### [SOURCE EXTRACT]
# Why do contractors NOT call you back?



## steeleagle (Apr 30, 2015)

I need some work done at my house.......I don't negotiate  price (I agree to what is quoted).......I sometimes overpay......YET I can't get a returned call from contractors.....If you are a contractor, can you explain why?

A a salesperson myself, I return calls to say I can't help because you never know where you will meet that person again.  Are you making too much money?  Why?


----------



## T.P. (Apr 30, 2015)

Is it a small project? If it is a small project that I don't want to mess with I will at least call back and recommend someone else.


----------



## steeleagle (Apr 30, 2015)

T.P. said:


> Is it a small project? If it is a small project that I don't want to mess with I will at least call back and recommend someone else.



Your answer is 100% logical........but why no call at all BEFORE you've even figured out the scope of the project?


----------



## groundhawg (Apr 30, 2015)

I am not a contractor but have had about the same problem. Been trying to get a bathroom remodeled and called several folks in the Newnan area.  Two called back and even came to the house, quoted priced and time to complete the work.  

Choose one and he was to return the next week.  Did not show up.  I called several (3) times and left messages.  Never heard back from him.


----------



## mattuga (Apr 30, 2015)

The couple friends I know doing remodels are getting a lot more work than usual.  I have contractor clients turning down big commercial renovation work.

Not calling back is just no excuse but he may have landed a larger job.  Spring is always a busy time for home remodeling as well.


----------



## KyDawg (Apr 30, 2015)

I had a Plummer start some work for me, after about 2 days he never returned. I have called him over and over. This guy has material and labor tied up in this work and will not come back and finish about 10% that is remaining. Beats me.

### [AVAILABLE DATA]
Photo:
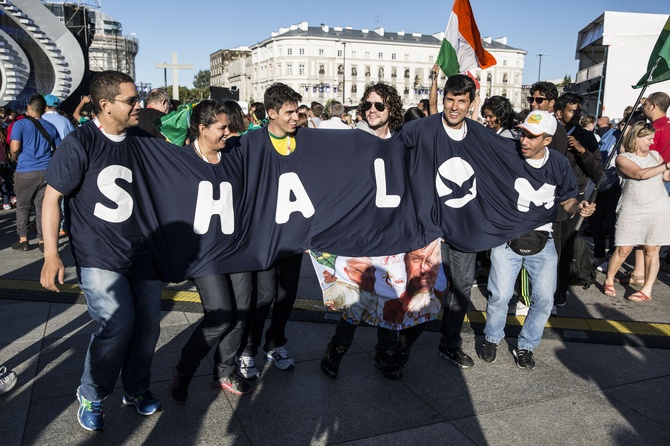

### [WRITTEN PROBLEM 1]
Reproduce the part of the contractor forum thread above between "## mattuga (Apr" and "commercial renovation work.", inclusive.
### [WRITTEN PROBLEM 2]
Resume the forum thread about contractors who don't call back, picking up right after its last post.

### [TASK OUTPUT 1]
## mattuga (Apr 30, 2015)

The couple friends I know doing remodels are getting a lot more work than usual.  I have contractor clients turning down big commercial renovation work.

### [TASK OUTPUT 2]
----------



## holton27596 (Apr 30, 2015)

Over the past couple of years I have needed well diggers, electricians, etc. Ive had about 1 in 4 bother to return my calls, must be nice to have that much business. Coley electric did drop a couple of electricians from their referral list when they found out they would not return calls.


----------



## T-N-T (Apr 30, 2015)

I have been in the remodel business before.  
If it sounds like too much to hassle,  too small a job to profit or etc. you might get dropped.  Some people would rather not quote than offend you with a high quote.  
some people are just too busy in the spring to return calls.  After all, you dont get paid to talk on the phone.

Some people are just bad at business.  

i, return calls.  And refer to others if need be.


----------



## mark-7mag (Apr 30, 2015)

Most, but not all people that do that kind of work are good at their skill but are not very good business people. A good business person will call everyone back even if they can't get to the job. When the economy  tanks again, they will be the 1st ones to go belly up.


----------



## srb (Apr 30, 2015)

I try to call everyone back in a timely matter....Around 1/ 2 days! Then I tell them many weeks many  many , Then if they can't wait I suggest someone else!


----------



## swamp hunter (Apr 30, 2015)

I've had bad calls from customers right at the Get Go'
I've got all the stuff you need already.
No you don't, you were gonna do the job yourself and now your in a Bind.
It's an Easy job...won't take you much time...
I'm a Contractor from up north and WE'LL get it done in a day or 2...
How much are you going to Charge me...over the phone , sight unseen.
I also try to call everybody back...But I ain't sitting at a desk and I don't have an Office Girl....Got Tools in my hand right now...


----------



## 1gr8bldr (Apr 30, 2015)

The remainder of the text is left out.